WHAT YOU NEED TO DO
Show every line from the data below that includes "white".

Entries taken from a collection
···

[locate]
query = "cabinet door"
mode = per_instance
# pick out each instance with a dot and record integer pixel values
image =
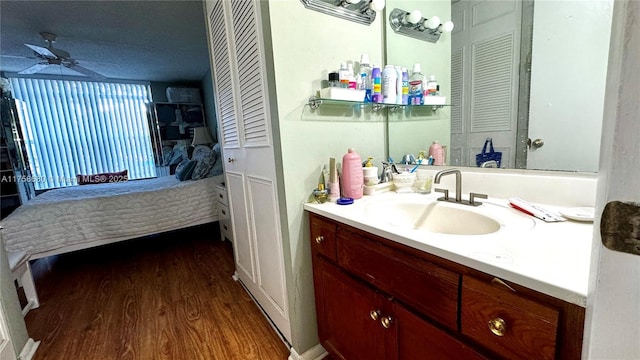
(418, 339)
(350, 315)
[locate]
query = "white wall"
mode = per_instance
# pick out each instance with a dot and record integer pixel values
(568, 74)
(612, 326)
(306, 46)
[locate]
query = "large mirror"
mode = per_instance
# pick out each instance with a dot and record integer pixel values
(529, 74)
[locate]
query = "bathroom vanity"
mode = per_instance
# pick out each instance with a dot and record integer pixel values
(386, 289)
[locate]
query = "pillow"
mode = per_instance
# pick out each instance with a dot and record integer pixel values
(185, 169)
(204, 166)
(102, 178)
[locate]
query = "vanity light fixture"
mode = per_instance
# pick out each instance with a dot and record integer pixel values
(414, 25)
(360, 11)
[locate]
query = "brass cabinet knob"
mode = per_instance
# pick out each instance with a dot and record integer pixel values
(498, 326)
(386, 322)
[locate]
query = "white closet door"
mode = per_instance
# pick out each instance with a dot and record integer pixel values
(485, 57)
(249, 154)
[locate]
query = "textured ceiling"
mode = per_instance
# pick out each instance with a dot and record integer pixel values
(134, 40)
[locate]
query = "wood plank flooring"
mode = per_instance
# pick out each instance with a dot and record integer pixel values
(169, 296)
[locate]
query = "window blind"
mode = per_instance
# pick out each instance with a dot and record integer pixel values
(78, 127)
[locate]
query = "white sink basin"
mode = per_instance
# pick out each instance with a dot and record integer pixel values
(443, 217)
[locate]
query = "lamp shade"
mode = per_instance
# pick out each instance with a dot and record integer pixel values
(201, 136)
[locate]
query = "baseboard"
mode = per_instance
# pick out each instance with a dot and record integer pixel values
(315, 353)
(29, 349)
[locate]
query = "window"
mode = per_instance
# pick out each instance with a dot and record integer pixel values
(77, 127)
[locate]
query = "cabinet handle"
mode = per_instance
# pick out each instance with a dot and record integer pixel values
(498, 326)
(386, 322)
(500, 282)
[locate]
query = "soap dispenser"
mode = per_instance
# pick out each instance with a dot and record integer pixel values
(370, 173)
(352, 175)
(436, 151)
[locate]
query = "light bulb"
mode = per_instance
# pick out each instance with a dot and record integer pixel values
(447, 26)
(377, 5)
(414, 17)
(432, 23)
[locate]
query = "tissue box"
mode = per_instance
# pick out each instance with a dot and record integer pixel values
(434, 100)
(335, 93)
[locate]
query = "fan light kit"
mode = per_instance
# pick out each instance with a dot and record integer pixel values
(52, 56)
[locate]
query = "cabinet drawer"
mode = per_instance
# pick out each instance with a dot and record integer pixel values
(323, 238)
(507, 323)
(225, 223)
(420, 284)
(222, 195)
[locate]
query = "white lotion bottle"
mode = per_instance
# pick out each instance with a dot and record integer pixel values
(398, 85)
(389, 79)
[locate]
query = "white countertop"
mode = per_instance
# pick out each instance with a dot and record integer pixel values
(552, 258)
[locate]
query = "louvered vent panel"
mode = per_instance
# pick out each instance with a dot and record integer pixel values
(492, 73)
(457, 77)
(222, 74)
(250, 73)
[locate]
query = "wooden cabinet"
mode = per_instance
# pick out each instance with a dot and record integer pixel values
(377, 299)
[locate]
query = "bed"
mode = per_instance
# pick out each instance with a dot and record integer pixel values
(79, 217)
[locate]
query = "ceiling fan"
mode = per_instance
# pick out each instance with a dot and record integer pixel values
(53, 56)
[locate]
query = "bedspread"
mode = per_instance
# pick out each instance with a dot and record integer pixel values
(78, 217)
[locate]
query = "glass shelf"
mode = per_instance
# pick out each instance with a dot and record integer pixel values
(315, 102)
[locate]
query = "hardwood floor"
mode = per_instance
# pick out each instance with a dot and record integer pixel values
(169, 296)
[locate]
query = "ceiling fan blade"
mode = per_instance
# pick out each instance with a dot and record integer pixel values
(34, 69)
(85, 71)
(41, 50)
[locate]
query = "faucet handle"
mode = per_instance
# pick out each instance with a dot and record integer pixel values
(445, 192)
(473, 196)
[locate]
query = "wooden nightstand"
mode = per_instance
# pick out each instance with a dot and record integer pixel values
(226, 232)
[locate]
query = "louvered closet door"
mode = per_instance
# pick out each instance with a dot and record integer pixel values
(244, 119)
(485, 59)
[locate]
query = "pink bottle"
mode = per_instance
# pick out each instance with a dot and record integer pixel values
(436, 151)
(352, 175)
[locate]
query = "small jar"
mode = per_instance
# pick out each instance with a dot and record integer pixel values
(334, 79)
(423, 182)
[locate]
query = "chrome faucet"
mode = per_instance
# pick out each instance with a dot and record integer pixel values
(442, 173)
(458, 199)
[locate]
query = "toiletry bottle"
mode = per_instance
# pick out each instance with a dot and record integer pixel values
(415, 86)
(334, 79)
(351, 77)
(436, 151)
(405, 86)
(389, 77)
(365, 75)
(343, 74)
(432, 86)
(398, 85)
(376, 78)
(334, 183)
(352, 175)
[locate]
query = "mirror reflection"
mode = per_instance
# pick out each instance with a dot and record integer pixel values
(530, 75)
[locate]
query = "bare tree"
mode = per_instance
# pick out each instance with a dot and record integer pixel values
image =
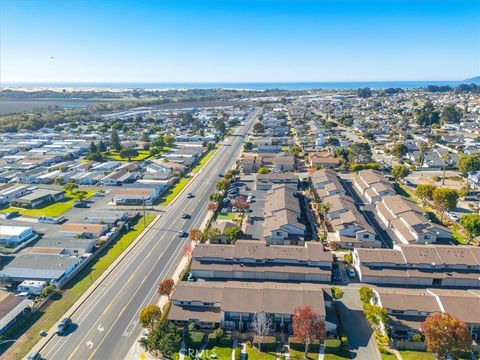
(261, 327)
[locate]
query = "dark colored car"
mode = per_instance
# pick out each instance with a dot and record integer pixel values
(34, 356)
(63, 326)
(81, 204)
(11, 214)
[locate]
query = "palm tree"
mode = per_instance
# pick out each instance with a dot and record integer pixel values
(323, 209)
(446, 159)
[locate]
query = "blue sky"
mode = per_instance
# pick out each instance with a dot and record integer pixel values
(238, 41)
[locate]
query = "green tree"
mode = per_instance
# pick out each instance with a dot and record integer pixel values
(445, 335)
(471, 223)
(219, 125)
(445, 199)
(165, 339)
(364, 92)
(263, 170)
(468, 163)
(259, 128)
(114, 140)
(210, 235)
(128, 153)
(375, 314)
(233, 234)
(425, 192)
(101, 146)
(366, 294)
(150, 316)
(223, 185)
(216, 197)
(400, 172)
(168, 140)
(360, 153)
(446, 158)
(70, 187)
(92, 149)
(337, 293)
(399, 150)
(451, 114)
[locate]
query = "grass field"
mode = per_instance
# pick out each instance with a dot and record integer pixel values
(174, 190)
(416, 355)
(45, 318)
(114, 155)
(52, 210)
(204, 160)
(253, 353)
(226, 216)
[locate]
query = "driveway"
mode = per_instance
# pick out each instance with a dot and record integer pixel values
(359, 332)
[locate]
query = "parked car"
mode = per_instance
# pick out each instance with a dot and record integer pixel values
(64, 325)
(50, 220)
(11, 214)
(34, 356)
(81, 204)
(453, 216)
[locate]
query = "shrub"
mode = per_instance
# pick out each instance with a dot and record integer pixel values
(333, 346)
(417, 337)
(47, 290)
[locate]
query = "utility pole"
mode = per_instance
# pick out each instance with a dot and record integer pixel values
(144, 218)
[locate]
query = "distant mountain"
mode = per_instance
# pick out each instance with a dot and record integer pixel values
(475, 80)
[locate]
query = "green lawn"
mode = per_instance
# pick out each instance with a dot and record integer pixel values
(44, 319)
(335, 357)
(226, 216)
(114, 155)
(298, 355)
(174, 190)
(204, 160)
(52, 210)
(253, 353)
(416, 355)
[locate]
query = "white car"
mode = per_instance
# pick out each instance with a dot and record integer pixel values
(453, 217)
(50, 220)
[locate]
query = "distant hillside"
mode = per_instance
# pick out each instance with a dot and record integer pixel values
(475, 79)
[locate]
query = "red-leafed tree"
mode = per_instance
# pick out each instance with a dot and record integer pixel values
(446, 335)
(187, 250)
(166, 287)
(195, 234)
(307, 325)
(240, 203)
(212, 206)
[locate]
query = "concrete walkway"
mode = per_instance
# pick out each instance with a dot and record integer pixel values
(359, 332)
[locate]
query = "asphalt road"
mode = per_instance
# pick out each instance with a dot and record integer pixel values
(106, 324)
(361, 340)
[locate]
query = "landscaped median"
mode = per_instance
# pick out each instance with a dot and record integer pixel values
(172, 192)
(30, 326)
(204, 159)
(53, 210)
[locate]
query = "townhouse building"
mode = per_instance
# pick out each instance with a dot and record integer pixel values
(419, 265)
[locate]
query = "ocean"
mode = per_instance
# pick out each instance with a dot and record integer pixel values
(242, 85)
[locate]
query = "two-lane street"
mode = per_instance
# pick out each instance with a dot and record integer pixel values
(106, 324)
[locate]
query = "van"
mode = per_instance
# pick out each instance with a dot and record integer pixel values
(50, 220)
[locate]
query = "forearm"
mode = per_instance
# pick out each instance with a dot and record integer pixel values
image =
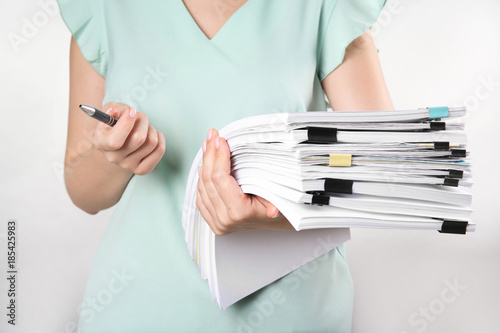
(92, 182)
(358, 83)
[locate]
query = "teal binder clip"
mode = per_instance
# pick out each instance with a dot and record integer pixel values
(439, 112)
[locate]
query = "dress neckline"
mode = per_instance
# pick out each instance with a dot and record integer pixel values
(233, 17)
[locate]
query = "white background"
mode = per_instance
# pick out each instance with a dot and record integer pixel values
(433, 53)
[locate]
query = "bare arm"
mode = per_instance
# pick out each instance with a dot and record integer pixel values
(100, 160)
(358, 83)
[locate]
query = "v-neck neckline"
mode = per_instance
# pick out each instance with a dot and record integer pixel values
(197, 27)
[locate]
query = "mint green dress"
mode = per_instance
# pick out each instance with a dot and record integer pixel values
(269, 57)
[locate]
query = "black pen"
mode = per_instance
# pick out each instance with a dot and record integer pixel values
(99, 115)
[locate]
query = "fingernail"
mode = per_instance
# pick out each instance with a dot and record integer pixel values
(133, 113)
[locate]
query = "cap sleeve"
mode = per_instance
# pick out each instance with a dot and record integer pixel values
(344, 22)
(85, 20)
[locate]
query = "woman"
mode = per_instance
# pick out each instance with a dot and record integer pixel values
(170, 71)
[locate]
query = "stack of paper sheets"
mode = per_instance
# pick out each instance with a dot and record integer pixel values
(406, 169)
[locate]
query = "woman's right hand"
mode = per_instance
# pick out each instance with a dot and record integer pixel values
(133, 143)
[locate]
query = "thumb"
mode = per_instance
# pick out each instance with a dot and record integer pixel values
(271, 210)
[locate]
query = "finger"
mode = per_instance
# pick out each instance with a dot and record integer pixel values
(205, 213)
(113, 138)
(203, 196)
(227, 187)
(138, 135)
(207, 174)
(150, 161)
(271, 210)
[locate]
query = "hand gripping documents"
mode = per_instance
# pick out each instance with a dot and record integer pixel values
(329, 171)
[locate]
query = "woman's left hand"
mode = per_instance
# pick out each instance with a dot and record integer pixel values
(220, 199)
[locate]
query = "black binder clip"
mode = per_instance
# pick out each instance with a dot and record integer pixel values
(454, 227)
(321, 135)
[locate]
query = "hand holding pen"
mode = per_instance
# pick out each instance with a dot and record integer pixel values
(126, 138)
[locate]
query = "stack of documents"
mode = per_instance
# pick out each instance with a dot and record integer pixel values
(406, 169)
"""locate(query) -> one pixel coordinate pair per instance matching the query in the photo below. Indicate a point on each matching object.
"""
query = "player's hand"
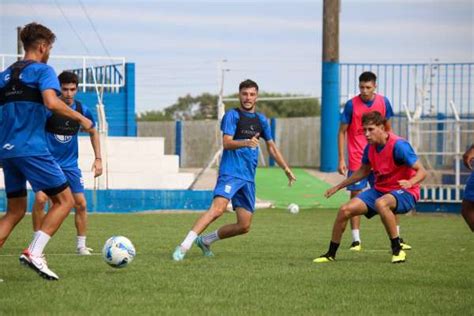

···

ANSWER FOR THIS EXERCISE
query = "white wall"
query = "white closet door"
query = "white sink basin"
query = "white lotion bottle"
query = "white countertop"
query = "white car"
query = "white background"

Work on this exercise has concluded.